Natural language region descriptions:
┄┄┄┄┄┄

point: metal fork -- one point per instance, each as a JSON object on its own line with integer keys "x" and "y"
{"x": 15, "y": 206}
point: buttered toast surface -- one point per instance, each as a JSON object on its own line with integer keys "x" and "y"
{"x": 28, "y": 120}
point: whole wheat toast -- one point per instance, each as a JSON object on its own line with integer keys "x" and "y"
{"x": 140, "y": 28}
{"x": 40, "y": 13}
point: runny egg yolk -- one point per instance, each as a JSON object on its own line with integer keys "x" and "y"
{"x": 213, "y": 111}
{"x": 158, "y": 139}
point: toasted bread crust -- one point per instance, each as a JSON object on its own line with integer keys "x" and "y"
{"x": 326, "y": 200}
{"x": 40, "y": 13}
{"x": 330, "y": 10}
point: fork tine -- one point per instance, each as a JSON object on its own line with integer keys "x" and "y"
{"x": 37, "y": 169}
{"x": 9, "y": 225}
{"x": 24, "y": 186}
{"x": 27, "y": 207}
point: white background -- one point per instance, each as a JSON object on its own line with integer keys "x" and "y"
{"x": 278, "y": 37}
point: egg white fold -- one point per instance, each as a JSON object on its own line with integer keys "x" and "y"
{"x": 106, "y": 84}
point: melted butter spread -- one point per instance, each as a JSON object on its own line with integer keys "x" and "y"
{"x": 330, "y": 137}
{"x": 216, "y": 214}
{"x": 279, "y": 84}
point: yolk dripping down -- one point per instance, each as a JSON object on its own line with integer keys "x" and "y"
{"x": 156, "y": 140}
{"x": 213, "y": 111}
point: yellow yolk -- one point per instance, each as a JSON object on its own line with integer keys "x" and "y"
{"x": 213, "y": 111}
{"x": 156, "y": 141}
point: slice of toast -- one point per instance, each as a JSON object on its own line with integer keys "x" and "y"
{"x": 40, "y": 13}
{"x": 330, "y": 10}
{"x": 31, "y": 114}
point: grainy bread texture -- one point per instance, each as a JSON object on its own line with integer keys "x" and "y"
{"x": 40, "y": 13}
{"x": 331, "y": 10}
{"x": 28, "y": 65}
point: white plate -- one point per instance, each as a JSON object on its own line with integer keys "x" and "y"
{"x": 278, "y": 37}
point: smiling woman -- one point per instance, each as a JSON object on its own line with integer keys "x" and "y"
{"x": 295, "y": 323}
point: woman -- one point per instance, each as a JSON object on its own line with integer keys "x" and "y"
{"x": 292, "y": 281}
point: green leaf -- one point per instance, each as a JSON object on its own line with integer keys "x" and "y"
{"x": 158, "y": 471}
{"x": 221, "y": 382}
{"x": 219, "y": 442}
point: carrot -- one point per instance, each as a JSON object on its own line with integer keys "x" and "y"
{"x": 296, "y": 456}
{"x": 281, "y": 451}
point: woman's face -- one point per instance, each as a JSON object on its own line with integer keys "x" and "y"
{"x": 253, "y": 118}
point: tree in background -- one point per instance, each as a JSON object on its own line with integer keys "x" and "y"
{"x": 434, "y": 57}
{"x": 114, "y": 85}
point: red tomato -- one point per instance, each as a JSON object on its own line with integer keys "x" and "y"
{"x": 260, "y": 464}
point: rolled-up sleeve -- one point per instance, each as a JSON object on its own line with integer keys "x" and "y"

┄┄┄┄┄┄

▸ Work required:
For this exercise, repeat the data above exactly.

▸ Answer area:
point: metal fork -- one point per instance, each as a JSON object on its own line with integer keys "x" and "y"
{"x": 15, "y": 206}
point: buttered toast surface -- one point per instance, each as a JSON object on its own line with integer keys "x" and "y"
{"x": 28, "y": 120}
point: whole wheat toast -- one point per instance, each as a JSON object on its own line with integer keys "x" and "y"
{"x": 140, "y": 28}
{"x": 40, "y": 13}
point: runny egg yolk -- one point per instance, each as a JSON object on its own line with integer keys "x" and "y"
{"x": 213, "y": 111}
{"x": 158, "y": 139}
point: toasted bread crust -- one point per instance, each as a JSON object on its own line with integer keys "x" and "y"
{"x": 326, "y": 200}
{"x": 40, "y": 13}
{"x": 330, "y": 10}
point: fork tine -- one point per instance, each as a JSON object on its own line with integer keys "x" and "y"
{"x": 37, "y": 169}
{"x": 9, "y": 225}
{"x": 24, "y": 186}
{"x": 27, "y": 207}
point: white background -- one point per instance, each as a JSON object on its own line with integer keys "x" and "y"
{"x": 278, "y": 37}
point: egg white fold -- one point per instance, each as a JSON object on its own line with integer keys "x" and "y"
{"x": 106, "y": 84}
point: melted butter spread -- one point per instance, each as a JSON object on its own line with integer keys "x" and "y"
{"x": 330, "y": 137}
{"x": 216, "y": 214}
{"x": 279, "y": 84}
point: yolk dripping down -- one point per instance, each as a JSON object on its own line with integer keys "x" and "y"
{"x": 156, "y": 140}
{"x": 213, "y": 111}
point: yellow yolk -- one point per instance, each as a JSON object on its own line with integer keys "x" and "y"
{"x": 213, "y": 111}
{"x": 156, "y": 141}
point: slice of toast -- one point per instance, each as a JSON object on its own line with integer keys "x" and "y"
{"x": 40, "y": 13}
{"x": 330, "y": 10}
{"x": 31, "y": 114}
point: grainy bread texture -- one point per instance, each as a JSON object on its own line with integer keys "x" and "y"
{"x": 40, "y": 13}
{"x": 331, "y": 10}
{"x": 28, "y": 65}
point: white plate -- one point per instance, each as a JSON object on its own line with integer keys "x" and "y"
{"x": 278, "y": 37}
point: smiling woman -- one point per instance, each as a JSON object on its own line with integer keys "x" and "y"
{"x": 295, "y": 323}
point: woman -- one point per instance, each as a JSON object on its own line with integer keys "x" and "y"
{"x": 292, "y": 281}
point: green leaf -- one point per instance, each as a JSON object on its own line with integer keys "x" and "y"
{"x": 158, "y": 471}
{"x": 221, "y": 382}
{"x": 219, "y": 442}
point: carrot -- one point per instance, each as a JSON object on its own line with integer keys "x" and "y"
{"x": 296, "y": 456}
{"x": 281, "y": 451}
point: woman's face -- one point per instance, each as a JSON object on its own line with integer keys "x" and "y"
{"x": 253, "y": 118}
point: tree in background -- one point per instance, each as a JSON object on its own line with integer keys "x" and "y"
{"x": 434, "y": 57}
{"x": 114, "y": 85}
point: red tomato -- one point per instance, each as a JSON object on its own line with integer keys "x" and "y"
{"x": 260, "y": 464}
point: rolled-up sleeve -- one point per instance, each as a JSON object on its own line with integer keys "x" and "y"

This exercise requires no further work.